▸ **WHAT YOU SHOULD DO**:
Gather every line in the records below that contains the word "mountain" and copy each one without changes.

[START DATA ENTRIES]

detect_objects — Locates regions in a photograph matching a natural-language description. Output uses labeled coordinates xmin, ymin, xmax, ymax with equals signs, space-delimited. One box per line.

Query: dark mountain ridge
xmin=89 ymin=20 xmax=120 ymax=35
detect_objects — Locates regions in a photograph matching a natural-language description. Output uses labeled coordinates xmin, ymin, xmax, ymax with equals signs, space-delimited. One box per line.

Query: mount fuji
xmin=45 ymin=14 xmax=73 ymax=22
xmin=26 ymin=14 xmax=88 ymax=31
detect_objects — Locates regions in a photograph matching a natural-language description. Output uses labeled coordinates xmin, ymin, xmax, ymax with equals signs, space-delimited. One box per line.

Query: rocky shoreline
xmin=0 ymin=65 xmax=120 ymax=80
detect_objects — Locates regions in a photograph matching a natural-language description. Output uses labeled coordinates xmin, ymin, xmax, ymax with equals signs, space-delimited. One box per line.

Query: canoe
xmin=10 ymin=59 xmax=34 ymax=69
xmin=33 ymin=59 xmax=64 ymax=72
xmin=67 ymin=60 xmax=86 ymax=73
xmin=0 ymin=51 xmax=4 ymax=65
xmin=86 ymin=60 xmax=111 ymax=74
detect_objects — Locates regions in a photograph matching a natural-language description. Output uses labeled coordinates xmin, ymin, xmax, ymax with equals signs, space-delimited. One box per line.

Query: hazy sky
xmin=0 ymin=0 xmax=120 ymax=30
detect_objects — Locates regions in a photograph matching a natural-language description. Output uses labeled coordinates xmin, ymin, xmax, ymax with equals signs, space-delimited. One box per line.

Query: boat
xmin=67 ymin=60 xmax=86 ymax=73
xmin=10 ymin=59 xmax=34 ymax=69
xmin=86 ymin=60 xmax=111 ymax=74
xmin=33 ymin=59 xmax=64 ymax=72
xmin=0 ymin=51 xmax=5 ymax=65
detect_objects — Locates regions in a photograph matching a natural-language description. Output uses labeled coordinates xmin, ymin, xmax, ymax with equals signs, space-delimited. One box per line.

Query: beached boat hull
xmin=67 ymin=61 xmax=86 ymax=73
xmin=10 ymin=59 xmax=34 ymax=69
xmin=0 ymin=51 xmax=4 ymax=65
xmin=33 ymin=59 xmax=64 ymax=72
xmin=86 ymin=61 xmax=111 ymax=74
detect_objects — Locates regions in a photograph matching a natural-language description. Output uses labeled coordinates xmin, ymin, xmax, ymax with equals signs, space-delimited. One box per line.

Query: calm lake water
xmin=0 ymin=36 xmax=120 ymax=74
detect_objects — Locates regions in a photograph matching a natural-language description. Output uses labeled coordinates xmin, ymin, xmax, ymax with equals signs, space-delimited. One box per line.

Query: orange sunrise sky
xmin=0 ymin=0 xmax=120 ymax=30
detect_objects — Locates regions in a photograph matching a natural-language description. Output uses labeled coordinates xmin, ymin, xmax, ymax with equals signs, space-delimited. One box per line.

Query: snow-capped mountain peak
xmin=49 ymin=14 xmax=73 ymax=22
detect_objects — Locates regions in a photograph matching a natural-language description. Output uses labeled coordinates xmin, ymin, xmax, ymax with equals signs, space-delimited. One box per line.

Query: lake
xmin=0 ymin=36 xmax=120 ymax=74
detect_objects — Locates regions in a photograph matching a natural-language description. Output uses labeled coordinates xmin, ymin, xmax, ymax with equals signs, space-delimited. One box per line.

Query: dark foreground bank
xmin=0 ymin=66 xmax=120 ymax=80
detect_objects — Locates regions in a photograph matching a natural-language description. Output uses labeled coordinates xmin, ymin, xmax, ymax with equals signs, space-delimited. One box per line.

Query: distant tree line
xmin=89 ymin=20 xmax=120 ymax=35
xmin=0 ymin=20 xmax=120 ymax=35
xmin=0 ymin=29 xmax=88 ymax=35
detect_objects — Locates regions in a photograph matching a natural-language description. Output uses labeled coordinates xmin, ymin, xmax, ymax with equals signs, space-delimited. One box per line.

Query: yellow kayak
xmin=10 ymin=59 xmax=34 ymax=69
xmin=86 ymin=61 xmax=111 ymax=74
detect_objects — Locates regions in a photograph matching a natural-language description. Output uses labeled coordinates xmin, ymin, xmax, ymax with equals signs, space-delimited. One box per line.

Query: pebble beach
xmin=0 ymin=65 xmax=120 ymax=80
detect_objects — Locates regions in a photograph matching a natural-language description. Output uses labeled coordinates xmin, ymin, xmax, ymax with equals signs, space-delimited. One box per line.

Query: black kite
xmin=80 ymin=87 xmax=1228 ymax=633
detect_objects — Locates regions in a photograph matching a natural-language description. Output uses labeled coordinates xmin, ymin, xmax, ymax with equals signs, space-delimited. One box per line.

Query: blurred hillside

[END DATA ENTRIES]

▸ **TASK OUTPUT**:
Query: dark mountain ridge
Query: snow-capped mountain peak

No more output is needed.